### [Set problem]
Copy all of the entries below word for word, omitting the pictures from your answer.

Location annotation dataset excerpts
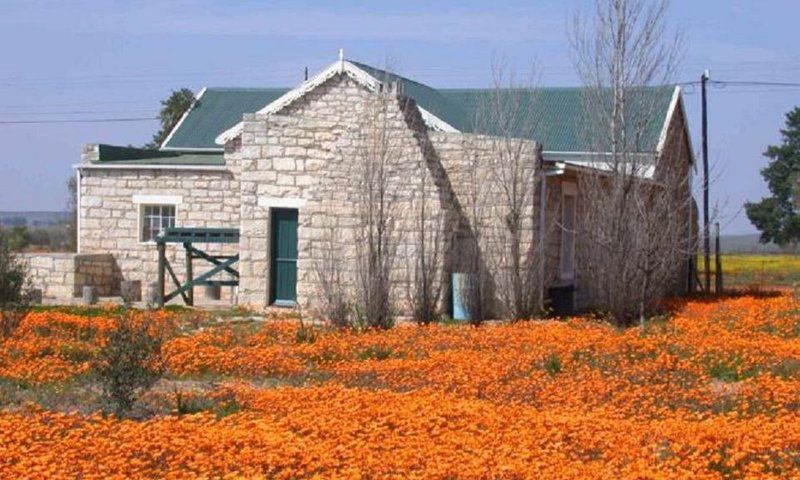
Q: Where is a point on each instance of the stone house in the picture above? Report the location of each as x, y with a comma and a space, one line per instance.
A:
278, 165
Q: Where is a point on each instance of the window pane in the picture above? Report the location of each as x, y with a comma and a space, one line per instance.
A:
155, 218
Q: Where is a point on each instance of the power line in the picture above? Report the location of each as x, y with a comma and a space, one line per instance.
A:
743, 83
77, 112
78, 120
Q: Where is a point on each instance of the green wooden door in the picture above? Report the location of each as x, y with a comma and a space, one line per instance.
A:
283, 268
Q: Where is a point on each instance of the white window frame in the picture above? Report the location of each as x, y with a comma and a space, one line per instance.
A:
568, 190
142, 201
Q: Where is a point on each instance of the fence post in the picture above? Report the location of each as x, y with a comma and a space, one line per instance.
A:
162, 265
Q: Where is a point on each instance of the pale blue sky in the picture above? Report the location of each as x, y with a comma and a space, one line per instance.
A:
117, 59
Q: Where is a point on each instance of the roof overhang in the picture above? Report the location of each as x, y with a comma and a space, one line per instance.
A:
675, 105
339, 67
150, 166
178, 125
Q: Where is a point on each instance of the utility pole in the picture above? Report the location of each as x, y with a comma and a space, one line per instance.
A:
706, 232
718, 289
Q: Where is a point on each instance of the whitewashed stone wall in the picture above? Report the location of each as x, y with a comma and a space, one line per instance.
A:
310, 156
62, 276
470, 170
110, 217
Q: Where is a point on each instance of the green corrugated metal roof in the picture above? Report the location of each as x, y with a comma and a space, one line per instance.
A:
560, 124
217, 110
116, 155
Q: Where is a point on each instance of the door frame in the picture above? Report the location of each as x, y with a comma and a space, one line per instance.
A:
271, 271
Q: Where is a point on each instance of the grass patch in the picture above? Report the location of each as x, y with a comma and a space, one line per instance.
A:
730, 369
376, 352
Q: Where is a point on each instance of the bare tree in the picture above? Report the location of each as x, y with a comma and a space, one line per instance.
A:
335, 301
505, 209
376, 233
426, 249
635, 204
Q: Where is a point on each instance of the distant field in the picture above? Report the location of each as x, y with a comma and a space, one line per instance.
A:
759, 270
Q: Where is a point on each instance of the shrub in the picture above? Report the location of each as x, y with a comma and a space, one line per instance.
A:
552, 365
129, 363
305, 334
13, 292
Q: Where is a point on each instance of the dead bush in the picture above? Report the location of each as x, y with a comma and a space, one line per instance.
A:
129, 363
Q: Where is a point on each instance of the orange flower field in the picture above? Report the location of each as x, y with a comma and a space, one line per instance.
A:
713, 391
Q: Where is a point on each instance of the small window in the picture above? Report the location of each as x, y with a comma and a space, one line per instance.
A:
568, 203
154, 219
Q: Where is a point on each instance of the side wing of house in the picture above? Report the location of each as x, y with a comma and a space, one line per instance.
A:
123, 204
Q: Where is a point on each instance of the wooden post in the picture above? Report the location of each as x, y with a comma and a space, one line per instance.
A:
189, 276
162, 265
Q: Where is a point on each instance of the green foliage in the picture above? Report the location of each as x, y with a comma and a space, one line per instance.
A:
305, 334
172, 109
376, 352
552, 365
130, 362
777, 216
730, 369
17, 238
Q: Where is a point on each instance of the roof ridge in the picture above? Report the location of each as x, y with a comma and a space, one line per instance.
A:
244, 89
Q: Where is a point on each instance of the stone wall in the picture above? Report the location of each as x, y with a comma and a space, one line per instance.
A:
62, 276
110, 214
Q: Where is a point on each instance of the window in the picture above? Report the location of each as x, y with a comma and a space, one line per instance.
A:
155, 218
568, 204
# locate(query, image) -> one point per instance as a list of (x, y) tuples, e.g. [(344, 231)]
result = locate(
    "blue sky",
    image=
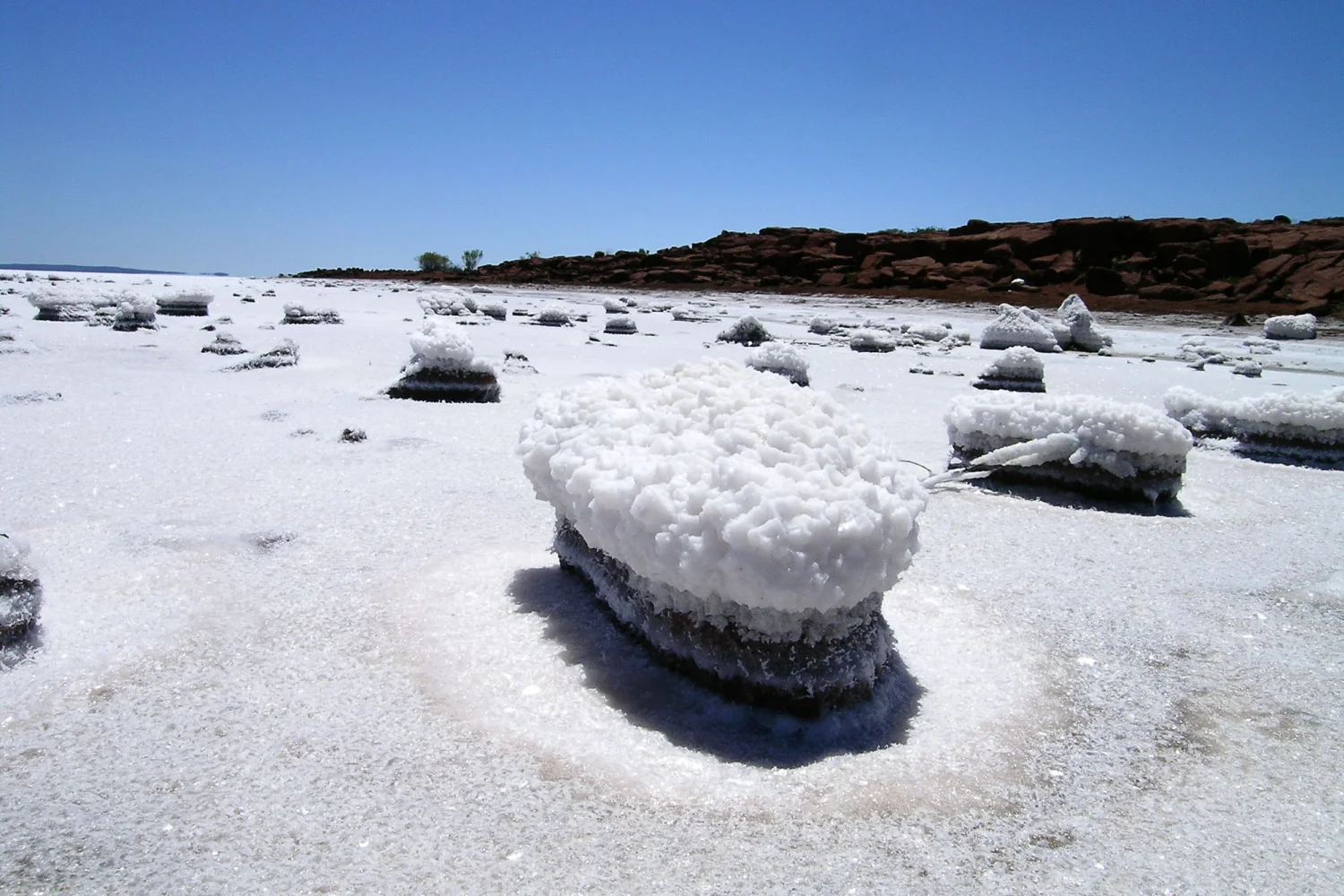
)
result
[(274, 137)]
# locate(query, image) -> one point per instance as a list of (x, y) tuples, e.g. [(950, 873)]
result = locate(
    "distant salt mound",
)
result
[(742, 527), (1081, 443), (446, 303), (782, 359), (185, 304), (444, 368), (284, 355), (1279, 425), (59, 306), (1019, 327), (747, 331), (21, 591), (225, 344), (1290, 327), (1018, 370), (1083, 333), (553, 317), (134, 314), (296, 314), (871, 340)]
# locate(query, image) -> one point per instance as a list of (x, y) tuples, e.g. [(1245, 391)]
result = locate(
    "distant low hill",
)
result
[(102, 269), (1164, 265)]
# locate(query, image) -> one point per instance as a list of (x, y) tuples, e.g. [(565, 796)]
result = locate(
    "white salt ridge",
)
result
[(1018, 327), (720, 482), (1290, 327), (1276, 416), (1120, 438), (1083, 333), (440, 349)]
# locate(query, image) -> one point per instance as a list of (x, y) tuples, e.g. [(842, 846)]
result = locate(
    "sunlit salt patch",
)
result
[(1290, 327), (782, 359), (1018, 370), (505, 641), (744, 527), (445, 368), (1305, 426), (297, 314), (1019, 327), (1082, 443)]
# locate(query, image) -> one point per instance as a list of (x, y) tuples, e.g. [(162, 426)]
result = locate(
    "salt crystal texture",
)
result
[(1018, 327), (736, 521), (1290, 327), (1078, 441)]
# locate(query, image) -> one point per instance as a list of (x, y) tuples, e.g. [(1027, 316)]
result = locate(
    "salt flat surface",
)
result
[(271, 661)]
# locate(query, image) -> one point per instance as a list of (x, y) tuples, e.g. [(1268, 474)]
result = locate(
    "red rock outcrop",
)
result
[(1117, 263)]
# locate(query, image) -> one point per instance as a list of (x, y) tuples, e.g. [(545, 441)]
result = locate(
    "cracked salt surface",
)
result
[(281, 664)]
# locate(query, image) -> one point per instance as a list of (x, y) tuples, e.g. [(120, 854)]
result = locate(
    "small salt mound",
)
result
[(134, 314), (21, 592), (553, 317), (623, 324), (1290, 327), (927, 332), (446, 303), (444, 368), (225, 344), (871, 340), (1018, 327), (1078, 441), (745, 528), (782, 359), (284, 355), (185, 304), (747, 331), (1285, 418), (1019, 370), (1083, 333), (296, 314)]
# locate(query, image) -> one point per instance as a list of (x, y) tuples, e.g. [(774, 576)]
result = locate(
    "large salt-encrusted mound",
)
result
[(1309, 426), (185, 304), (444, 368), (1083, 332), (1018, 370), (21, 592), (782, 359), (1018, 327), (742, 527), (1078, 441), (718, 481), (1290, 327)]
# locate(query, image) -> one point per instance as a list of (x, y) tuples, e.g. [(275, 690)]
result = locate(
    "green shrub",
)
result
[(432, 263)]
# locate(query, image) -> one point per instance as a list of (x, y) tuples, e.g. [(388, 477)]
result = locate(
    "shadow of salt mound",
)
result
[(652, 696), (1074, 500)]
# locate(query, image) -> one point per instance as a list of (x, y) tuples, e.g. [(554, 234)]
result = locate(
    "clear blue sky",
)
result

### [Completed task]
Q: Where is a point on each instance of the stone house in the picture above? Report the location of each as x, y with a comma and a space, one line per instance.
A:
278, 165
Q: Where is a point on each instance of the window pane in the picture above? Report the location of each as x, y with a comma and a space, one line per instance.
A:
155, 218
Q: Where is a point on each instance of the power line in the picture above? Report the location of each as x, y with a comma and a space, one line per instance.
A:
743, 83
77, 112
78, 120
Q: Where is a point on each instance of the green wooden door in the picture above? Report the location of each as x, y with a comma and a space, one line per instance.
A:
283, 268
Q: Where is a point on each instance of the white window frame in the picture above? Report the location of each as x, y with a comma and a space, one line per instance.
A:
568, 190
142, 201
Q: Where is a point on each instance of the fence post in the picture above? Report the location of each as x, y with a comma and a space, one line per instance.
A:
162, 265
Q: Where is a point on each instance of the pale blue sky in the picture above? Report the location of each as x, y with a comma and a space, one line per instance.
A:
117, 59
Q: Where is a point on each instance of the roof overhang in the picture above? Report the location of each as x, y with a comma and a space, one line per instance.
A:
675, 105
339, 67
150, 166
178, 125
Q: Where is a point on each instance of the utility pole in the picture above? Report the location of each as x, y with a comma and a space, one line per instance.
A:
706, 232
718, 289
Q: Where is a point on each instance of the whitewashed stone wall in the picture above? Report the location of each as x, y with a comma and a space, one line per instance.
A:
310, 156
62, 276
470, 170
110, 217
Q: Where is a point on each instance of the green corrugated metal roof in the picture above? Report the location of each as x, y with a comma and a space, one line per instance.
A:
560, 124
217, 110
116, 155
Q: Where is a point on each instance of the door frame in the picture above? Report the location of each as x, y with a comma and a space, one line per instance.
A:
271, 271
Q: Where is a point on each instance of the grass patch in the picture above? Report the location of each as x, y with a comma and a space, one line per instance.
A:
730, 369
376, 352
Q: Where is a point on each instance of the bare tree in the picture above? Report the location of each as x, y with a comma and a space, one line per instance.
A:
335, 301
505, 209
376, 233
426, 249
635, 204
Q: Where is a point on each instance of the distant field in the picture above? Report the location of each as x, y with a comma and a space, one line per instance.
A:
759, 270
Q: Where is a point on each instance of the shrub in the picture above? Report the location of each as x, y with a comma and a space, one line per instance.
A:
552, 365
129, 363
305, 334
13, 292
Q: Where is a point on each instance of the dead bush in the picture above? Report the location of each as x, y with a comma and a space, one line per instance.
A:
129, 363
Q: Where is a point on each instance of the orange flower field in the picture above? Report the location of each as x, y with a comma and a space, one line per instance.
A:
713, 391
Q: Where is a point on each instance of the small window in the picture above? Report the location of each as x, y with a comma and a space, one line per instance.
A:
568, 203
154, 219
Q: Where is a point on each instance of the side wing of house in the picture above? Report the location of each as x, y with a comma and a space, one line per instance.
A:
123, 204
Q: Where is a point on each instance of the wooden post in the picture above? Report the location of each as x, y with a comma and a space, one line per instance.
A:
189, 276
162, 265
Q: Where is a point on each instance of the green foliage in the picture above? Report the location of each as x, y with a comma and a space, one line per instance.
A:
305, 334
172, 109
376, 352
552, 365
130, 362
777, 216
730, 369
17, 238
Q: Where is a point on each instance of the roof ridge in the picture above? Report the location of each as x, y with a comma and a space, one line per instance.
A:
244, 89
Q: Where is a point on each instance of the stone wall in the picture above? Report the location of each as x, y with a comma and a space, one line per instance.
A:
62, 276
110, 214
Q: Where is a point on each instance of the window in the picture above? Report the location of each as x, y with a comma and a space, one line per instance.
A:
155, 218
568, 204
# locate(query, image) -> one point per instance as a list of (x, y) tuples, e.g. [(344, 231)]
result = locate(
    "blue sky",
    image=
)
result
[(274, 137)]
# locate(query, image) -> one point per instance as a list of (x, y) tuples, e.g. [(950, 873)]
result = locate(
    "distant salt mound",
)
result
[(742, 527), (1081, 443), (446, 303), (782, 359), (185, 304), (444, 368), (284, 355), (1279, 425), (59, 306), (1019, 327), (747, 331), (21, 591), (225, 344), (1290, 327), (1018, 370), (1083, 333), (553, 317), (134, 314), (296, 314), (871, 340)]
# locate(query, image) -> one point per instance as a list of (x, y) tuples, e.g. [(1245, 391)]
result = locate(
    "distant low hill",
)
result
[(102, 269), (1164, 265)]
# locate(query, image) -> one point per instance as a list of (x, y) tuples, e.g. [(565, 796)]
result = locate(
    "white salt ridge",
)
result
[(1018, 327), (720, 482), (1290, 327), (1276, 416), (1120, 438), (1083, 333), (440, 349)]
# locate(query, image) -> one point per instance as a list of (x, y) tuples, e.g. [(842, 846)]
result = locate(
    "sunlit salt patch",
)
result
[(1290, 327), (782, 359), (1018, 370), (505, 641), (744, 527), (445, 368), (1305, 426), (297, 314), (1019, 327), (1082, 443)]
# locate(query, image) -> one point per instance as a list of (x, y) tuples, e.g. [(162, 426)]
result = locate(
    "salt crystal texture",
)
result
[(1018, 327), (736, 521), (1290, 327), (1078, 441)]
# locate(query, image) -> one point per instance as a list of (x, y) tuples, e.g. [(1027, 316)]
result = locate(
    "salt flat surface",
)
result
[(271, 661)]
# locate(query, image) -> one point per instance as a list of (x, y) tuples, e.g. [(1268, 474)]
result = locate(
    "red rock outcrop",
)
result
[(1117, 263)]
# locate(query, image) -> one point per instance as a list of (x, y) tuples, e.g. [(545, 441)]
result = locate(
    "cracked salt surface",
)
result
[(281, 664)]
# locate(query, image) -> one point per instance as a list of (x, y) tuples, e.g. [(120, 854)]
result = locate(
    "small salt mound",
)
result
[(134, 314), (21, 592), (553, 317), (623, 324), (1290, 327), (927, 332), (446, 303), (444, 368), (225, 344), (871, 340), (1018, 327), (1078, 441), (745, 528), (782, 359), (284, 355), (185, 304), (747, 331), (1285, 418), (1019, 370), (1083, 333), (296, 314)]
# locate(query, image) -> one point per instance as a list of (x, y) tuples, e.g. [(774, 576)]
result = locate(
    "large salt-encrusted mound",
)
result
[(1309, 426), (185, 304), (444, 368), (1083, 332), (1018, 370), (21, 592), (782, 359), (1018, 327), (742, 527), (1078, 441), (718, 481), (1290, 327)]
# locate(query, image) -> one point per instance as a list of (x, y) tuples, e.g. [(275, 690)]
result = locate(
    "green shrub",
)
result
[(432, 263)]
# locate(query, image) -> one point per instance as a list of (x, y) tuples, e.g. [(388, 477)]
result = locate(
    "shadow of salt mound",
)
result
[(652, 696), (1074, 500)]
# locate(query, image) -> one point per instance as a list of (x, y) tuples, e.g. [(554, 234)]
result = locate(
    "clear blue sky",
)
result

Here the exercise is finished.